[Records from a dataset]
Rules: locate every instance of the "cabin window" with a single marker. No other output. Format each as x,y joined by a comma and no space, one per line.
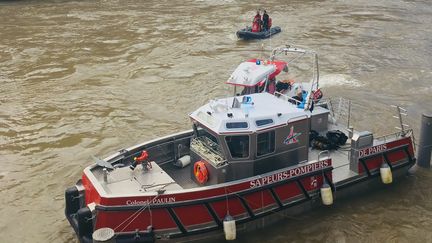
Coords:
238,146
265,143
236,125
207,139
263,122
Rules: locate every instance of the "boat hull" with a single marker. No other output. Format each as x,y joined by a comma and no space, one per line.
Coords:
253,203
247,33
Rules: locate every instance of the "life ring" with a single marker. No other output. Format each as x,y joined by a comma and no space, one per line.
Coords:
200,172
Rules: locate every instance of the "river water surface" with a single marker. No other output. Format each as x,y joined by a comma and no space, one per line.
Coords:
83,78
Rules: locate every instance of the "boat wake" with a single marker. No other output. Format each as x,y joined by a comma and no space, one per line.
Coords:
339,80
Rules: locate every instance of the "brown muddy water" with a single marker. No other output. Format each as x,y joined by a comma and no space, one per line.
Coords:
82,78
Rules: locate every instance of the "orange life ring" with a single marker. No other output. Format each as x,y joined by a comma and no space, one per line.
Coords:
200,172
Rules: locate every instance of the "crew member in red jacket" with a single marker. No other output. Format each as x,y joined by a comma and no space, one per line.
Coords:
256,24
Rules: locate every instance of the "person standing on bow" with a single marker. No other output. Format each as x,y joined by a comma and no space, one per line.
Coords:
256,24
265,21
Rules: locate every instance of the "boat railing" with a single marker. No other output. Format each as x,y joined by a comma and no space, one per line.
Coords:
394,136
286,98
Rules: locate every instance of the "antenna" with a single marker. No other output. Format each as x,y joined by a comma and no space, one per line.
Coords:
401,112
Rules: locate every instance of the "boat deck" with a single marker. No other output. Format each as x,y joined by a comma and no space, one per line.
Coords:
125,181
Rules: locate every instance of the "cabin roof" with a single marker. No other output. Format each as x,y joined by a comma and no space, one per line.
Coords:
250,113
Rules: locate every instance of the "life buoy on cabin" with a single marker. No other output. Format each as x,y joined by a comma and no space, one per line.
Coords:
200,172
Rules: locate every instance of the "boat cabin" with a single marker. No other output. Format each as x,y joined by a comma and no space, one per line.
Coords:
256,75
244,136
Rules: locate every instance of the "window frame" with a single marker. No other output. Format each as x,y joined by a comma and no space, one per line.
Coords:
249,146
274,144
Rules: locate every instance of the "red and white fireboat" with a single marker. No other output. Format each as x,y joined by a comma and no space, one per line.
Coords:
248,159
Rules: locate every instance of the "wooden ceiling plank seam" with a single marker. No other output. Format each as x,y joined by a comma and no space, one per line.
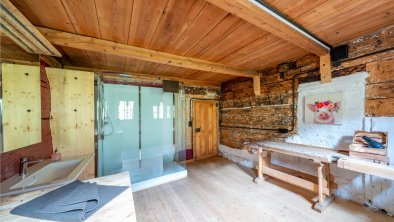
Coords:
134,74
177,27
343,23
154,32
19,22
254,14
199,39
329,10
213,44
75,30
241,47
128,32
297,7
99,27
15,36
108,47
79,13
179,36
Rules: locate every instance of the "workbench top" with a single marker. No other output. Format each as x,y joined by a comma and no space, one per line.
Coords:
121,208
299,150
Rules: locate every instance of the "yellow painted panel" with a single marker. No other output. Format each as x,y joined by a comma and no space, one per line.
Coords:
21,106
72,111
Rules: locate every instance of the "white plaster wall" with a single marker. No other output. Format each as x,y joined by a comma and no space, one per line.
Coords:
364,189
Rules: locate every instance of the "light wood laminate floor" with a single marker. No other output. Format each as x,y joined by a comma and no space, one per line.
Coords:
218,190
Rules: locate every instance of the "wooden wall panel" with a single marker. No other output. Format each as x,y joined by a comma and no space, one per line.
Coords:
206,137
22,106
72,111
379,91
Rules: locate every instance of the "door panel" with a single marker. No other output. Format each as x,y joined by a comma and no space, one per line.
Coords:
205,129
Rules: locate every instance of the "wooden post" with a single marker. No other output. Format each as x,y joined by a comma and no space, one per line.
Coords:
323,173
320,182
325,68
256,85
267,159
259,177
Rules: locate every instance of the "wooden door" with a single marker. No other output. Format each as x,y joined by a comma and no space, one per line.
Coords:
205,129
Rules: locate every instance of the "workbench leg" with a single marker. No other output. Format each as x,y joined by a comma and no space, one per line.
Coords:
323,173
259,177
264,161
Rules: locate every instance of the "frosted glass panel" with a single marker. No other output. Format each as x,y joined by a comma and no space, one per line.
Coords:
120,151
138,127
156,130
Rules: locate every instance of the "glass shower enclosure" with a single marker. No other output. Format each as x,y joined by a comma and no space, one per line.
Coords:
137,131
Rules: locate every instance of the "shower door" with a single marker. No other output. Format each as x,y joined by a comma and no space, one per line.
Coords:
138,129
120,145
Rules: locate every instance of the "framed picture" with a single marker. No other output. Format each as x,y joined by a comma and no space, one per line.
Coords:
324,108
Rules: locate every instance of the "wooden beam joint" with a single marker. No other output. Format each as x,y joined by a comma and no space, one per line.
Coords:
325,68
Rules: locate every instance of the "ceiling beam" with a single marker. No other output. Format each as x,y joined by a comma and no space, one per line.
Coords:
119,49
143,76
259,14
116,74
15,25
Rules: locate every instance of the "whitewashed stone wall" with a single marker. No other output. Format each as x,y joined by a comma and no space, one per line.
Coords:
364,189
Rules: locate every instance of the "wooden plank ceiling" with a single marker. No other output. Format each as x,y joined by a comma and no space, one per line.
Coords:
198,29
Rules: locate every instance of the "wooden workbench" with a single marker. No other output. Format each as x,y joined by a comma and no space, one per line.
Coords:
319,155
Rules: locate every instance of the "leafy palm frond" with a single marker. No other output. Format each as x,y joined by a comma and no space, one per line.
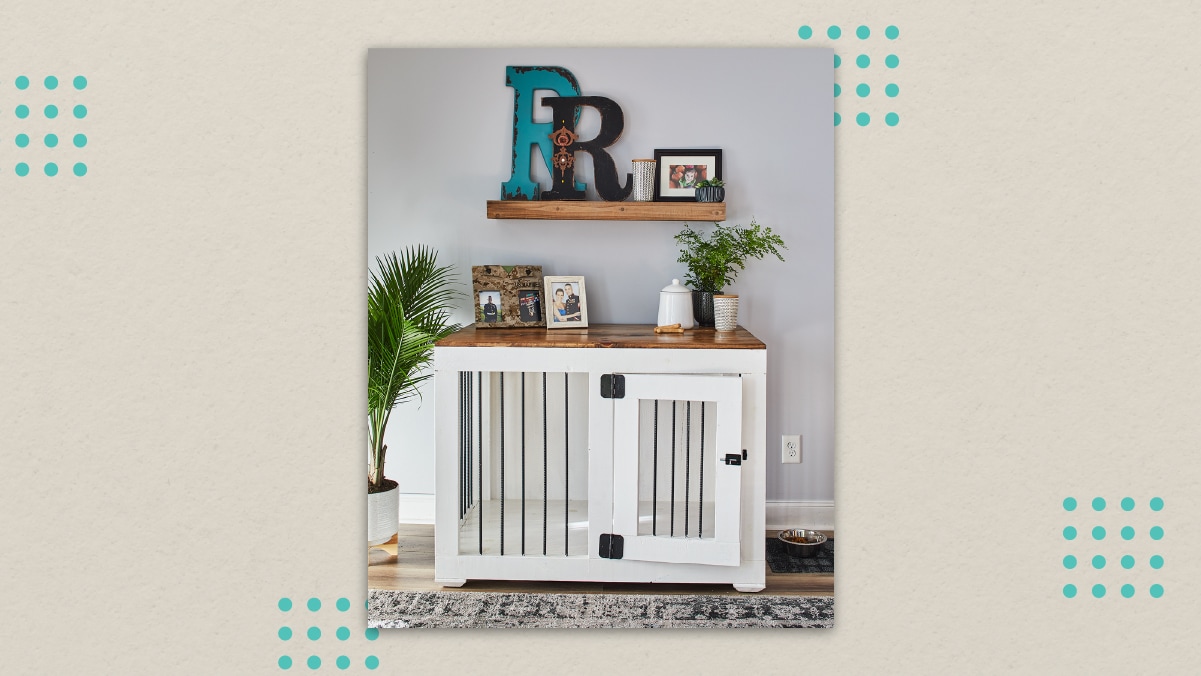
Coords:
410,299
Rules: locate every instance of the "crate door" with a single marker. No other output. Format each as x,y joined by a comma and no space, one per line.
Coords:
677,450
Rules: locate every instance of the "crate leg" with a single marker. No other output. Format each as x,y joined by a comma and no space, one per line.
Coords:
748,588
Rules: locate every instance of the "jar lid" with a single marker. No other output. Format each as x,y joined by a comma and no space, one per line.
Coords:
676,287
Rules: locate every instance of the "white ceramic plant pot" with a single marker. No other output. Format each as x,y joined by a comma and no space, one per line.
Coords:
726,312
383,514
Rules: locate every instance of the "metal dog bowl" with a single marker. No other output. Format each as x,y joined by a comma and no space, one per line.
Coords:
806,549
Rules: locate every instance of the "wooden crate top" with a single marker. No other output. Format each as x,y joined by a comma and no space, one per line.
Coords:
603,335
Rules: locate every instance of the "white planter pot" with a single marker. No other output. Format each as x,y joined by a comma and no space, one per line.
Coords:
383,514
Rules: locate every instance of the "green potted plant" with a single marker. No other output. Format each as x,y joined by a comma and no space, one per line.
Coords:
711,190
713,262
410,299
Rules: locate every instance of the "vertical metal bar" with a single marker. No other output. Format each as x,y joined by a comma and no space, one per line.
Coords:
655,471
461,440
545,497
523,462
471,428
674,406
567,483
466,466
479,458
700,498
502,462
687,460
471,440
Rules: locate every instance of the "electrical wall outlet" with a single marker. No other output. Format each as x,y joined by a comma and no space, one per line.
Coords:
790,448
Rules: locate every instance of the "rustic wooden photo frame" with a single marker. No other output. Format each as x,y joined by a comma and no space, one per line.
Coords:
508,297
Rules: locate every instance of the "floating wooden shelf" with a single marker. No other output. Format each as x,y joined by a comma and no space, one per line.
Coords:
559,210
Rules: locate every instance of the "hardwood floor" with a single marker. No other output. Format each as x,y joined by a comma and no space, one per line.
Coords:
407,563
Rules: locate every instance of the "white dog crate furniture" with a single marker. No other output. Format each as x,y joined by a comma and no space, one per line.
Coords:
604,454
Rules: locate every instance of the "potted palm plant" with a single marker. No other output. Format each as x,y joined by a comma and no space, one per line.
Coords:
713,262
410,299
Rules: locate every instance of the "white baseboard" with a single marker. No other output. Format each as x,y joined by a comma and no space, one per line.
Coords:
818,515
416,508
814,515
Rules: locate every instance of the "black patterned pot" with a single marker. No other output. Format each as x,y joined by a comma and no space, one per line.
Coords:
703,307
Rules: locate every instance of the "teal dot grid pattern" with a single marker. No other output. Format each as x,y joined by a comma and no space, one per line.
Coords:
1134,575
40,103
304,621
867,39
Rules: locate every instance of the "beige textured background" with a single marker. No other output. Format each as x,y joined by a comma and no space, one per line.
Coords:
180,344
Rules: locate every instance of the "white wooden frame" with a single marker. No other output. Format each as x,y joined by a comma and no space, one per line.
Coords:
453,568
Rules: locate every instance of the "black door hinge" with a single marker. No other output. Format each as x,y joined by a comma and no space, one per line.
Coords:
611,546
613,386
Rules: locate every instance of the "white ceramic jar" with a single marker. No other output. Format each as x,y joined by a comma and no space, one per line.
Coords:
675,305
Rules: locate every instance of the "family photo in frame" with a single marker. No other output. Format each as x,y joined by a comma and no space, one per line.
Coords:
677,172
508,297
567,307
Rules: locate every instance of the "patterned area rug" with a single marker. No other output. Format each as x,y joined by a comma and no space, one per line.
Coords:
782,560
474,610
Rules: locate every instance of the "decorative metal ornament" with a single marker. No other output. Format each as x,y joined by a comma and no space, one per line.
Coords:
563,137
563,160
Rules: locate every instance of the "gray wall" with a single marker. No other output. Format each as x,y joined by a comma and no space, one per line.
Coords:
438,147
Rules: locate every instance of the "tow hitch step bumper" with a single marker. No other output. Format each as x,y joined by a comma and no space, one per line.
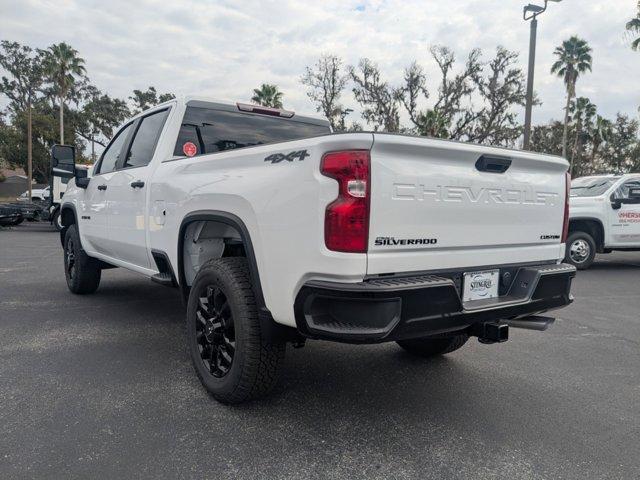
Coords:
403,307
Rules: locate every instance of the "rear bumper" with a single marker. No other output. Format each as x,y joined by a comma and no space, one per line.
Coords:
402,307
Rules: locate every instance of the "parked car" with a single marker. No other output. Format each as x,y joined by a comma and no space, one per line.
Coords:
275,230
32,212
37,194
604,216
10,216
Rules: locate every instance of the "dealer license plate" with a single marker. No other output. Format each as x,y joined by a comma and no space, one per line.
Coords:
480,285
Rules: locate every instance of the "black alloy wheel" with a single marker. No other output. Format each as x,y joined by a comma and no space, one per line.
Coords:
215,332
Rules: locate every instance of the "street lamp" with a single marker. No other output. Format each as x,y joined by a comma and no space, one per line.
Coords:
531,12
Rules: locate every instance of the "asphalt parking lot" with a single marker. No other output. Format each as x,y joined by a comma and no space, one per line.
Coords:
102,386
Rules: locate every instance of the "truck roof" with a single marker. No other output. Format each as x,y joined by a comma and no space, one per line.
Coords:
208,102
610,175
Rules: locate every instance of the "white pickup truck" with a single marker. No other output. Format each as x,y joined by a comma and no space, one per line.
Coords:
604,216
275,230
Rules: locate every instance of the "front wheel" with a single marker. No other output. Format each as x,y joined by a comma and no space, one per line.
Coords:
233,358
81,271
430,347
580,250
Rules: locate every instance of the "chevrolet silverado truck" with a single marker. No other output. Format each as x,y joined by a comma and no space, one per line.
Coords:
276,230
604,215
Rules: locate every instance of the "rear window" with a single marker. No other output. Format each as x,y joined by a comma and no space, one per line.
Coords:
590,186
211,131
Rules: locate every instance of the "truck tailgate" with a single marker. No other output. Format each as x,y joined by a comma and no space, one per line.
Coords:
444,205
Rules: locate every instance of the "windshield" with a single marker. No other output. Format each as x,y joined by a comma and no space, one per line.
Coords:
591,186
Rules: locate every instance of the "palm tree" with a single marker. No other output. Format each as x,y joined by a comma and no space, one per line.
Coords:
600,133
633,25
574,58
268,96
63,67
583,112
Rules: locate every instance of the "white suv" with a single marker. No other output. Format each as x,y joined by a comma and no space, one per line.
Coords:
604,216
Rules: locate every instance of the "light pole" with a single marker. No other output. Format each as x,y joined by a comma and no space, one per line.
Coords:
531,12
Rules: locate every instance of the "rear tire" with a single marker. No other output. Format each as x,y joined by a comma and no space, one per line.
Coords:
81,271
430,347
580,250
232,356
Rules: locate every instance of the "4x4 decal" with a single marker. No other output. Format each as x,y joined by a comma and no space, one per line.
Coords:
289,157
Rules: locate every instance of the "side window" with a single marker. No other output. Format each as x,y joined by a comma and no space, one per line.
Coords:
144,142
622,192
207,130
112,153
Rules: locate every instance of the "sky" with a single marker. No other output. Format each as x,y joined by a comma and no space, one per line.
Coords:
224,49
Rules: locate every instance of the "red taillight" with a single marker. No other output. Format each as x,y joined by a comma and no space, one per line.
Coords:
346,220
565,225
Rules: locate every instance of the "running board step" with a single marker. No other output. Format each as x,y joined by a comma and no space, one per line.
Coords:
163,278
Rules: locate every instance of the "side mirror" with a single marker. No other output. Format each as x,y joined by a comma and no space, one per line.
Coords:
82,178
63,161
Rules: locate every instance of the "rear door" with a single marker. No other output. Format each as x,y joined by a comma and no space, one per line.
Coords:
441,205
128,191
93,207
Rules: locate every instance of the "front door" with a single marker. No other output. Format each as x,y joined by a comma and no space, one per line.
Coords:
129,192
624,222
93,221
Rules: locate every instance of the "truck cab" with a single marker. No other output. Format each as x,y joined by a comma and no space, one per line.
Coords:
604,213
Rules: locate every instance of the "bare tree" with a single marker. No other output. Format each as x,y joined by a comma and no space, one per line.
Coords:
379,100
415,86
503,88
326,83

- _Work to be completed_: Identify the lines above that contain the word "ceramic", then copy them.

- _Expected answer_:
Rules: locate every instance of the "white ceramic plant pot" with a single marker. No other output. Format each as x,y joined by a comma and no space, one per line.
Rules: locate every instance of the "white ceramic jar" with a single marker. No other output. Format each as x,y joined by a comma and no space, one per line.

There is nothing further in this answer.